** GIVEN DATA **
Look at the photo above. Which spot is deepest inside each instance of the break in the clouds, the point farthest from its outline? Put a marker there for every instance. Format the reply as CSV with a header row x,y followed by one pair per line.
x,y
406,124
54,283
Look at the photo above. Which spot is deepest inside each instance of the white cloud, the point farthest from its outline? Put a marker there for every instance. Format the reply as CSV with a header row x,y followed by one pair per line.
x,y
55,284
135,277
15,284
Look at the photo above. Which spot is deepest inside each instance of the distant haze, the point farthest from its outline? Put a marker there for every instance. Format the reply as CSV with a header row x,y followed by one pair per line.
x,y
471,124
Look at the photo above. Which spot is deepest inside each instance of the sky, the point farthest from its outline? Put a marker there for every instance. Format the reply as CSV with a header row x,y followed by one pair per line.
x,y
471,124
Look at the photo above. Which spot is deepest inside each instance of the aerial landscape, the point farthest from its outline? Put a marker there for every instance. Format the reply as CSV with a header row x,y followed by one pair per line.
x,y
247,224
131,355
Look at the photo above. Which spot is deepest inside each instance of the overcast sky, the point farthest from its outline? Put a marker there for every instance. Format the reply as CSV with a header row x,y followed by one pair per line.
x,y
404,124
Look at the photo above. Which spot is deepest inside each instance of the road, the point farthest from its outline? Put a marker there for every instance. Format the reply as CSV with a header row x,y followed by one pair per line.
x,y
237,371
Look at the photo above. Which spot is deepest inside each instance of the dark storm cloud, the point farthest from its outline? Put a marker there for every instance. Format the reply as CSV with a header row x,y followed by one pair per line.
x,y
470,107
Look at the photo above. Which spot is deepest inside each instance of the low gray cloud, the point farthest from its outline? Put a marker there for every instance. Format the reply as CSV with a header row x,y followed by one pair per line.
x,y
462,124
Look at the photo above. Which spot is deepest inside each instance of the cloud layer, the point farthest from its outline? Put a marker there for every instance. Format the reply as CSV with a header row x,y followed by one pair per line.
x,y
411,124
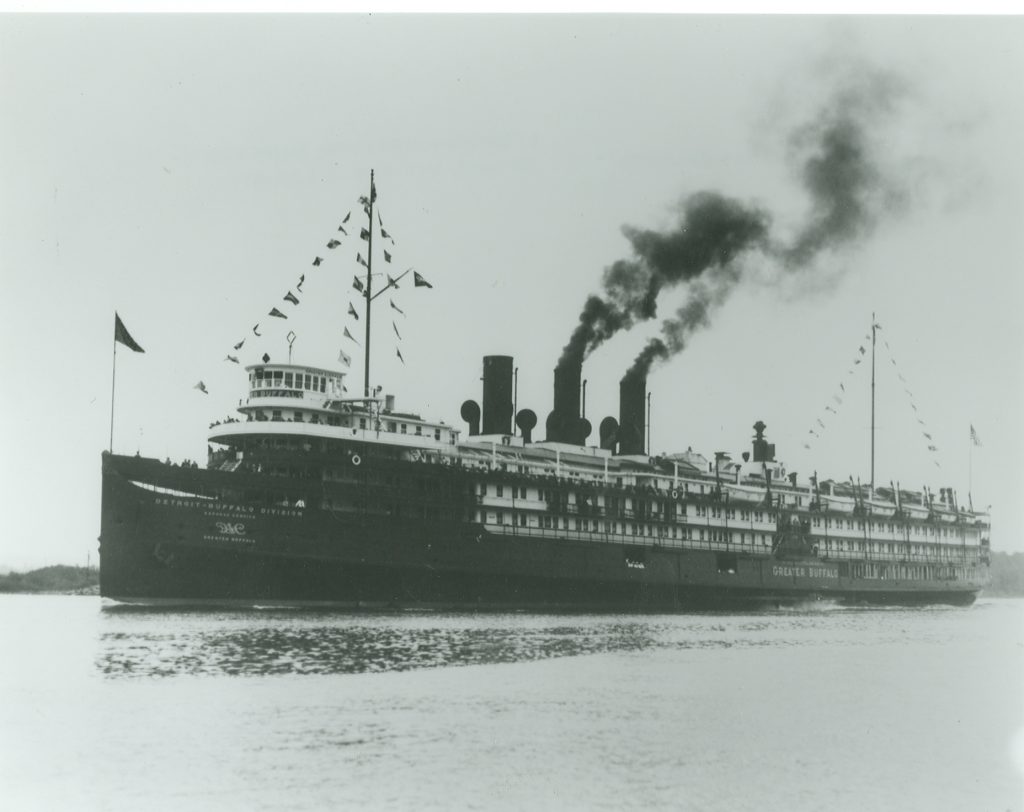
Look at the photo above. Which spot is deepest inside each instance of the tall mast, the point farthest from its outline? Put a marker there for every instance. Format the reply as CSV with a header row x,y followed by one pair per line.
x,y
370,262
873,328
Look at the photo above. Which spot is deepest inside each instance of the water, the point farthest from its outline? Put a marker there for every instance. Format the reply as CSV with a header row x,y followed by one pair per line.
x,y
122,709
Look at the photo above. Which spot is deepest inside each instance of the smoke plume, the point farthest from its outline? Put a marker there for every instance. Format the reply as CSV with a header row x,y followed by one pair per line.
x,y
717,236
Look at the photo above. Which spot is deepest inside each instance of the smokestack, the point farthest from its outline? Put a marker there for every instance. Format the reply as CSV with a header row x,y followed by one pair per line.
x,y
632,397
563,422
608,433
764,452
471,414
497,394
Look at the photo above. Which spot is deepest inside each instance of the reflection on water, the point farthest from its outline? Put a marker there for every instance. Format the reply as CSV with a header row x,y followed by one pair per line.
x,y
143,642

** EXERCISE PROMPT **
Be exact. Write out all the entries and omit the pictures.

** YOUR RESPONSE **
Look at the photo above. Which spot is deepest inside each instance of the break in the clouds, the point farthest from its outline? Put a marker there for every instance. Format the reply as CSV with a header row x,y followed by one pair per line.
x,y
406,124
54,283
Look at the photo above. Which spot is deepest inside each instance of the white cloud, the point farthest from its outline? Put a marker there for every instance. Format the reply as CSV with a header row x,y followed by one pair per line.
x,y
55,284
135,277
15,284
Look at the photo above. Which spot is deepest inside each instance of the distant haze, the point farthest from its outline? Put a marker there for every instance. Format the reply as CSV with a header row x,y followed by one pair per line.
x,y
471,124
Look at the photo above. Which spot is deepest inside each instance of the sky, the point farthest from its outline? Put a marker there for every instance. Format the reply as CSV with a header row x,y followed by one pair per line.
x,y
471,124
Look at the photo above. Which spot is deepest inside each instance of the aerial landscape, the point farthest from its outline? Put a marker there for every instance. Format the reply as CSV with a header row x,y followed by one pair per line.
x,y
247,224
131,355
Look at the photo above. Which spot is deepest inside each instance of the overcast sky, the point farthest from its outline? Put a marker there for every instance. Format the reply as CSV with a header row x,y followed by one pair per line.
x,y
404,124
Look at the photo above. Which spot is deepest inside each instance of the road, the point farthest from its outline? Put a marker there for every instance. Format the reply as CSV with a header row x,y followed by one pair per line.
x,y
237,371
Look at the photo above. Which spot is deepest inside each instance of the dark storm cloud, the point farthest from its outline? Put a marker there for every instance. Format the reply as CSV with a header row x,y followed by one pair per line.
x,y
470,107
Look at the photo above. Which spot is deepest inside each instance of the low gray cloud, the point farthest from its outline? Put a marker there for every instance. Format the reply as CSV with a header row x,y followed by one pair per line.
x,y
462,124
Look at the photo above. Which spot is deepest inside each instance of the cloud layer, the point farthest from its outline? Put a marker there for every instance. Format the reply as CSV with a header row x,y followed by one pair per line.
x,y
411,124
Look at the photo above. Which spot is deepest inside each instance of the tall mast, the point farthest from its outline? Put a marker there for every instance. Format the reply as CSV with a header row x,y followed by one pair per line.
x,y
370,262
873,328
Look at the photo above. Which spot is deepest inside each instance of the water, the point farthest from its outline? Put a marker there for every instance. Format the reply as CSV with a header row x,y followed by one pair per line.
x,y
122,709
Look at the photo above. Which spot is deepest inside each instance of the smoke plume, the point farthest from its outline? Put a marker there for every instance. Format the reply as CSV with a header row x,y followed by one pair per line.
x,y
717,236
Look at the photo above. Which spot is deepest inside each instance of the smokestack, the point farthest from its outline? Put a marker there for every instance. Format the reply as CSV with a header row x,y followed by one pair per line.
x,y
632,397
563,422
608,433
764,452
471,414
497,394
Look at the photo above. Which spot is deepest inside each instance of the reflection on water, the point farthest from its outline? Put a marker there for every instance. Format the reply as CSV with a header row x,y followed by one pair per line.
x,y
143,642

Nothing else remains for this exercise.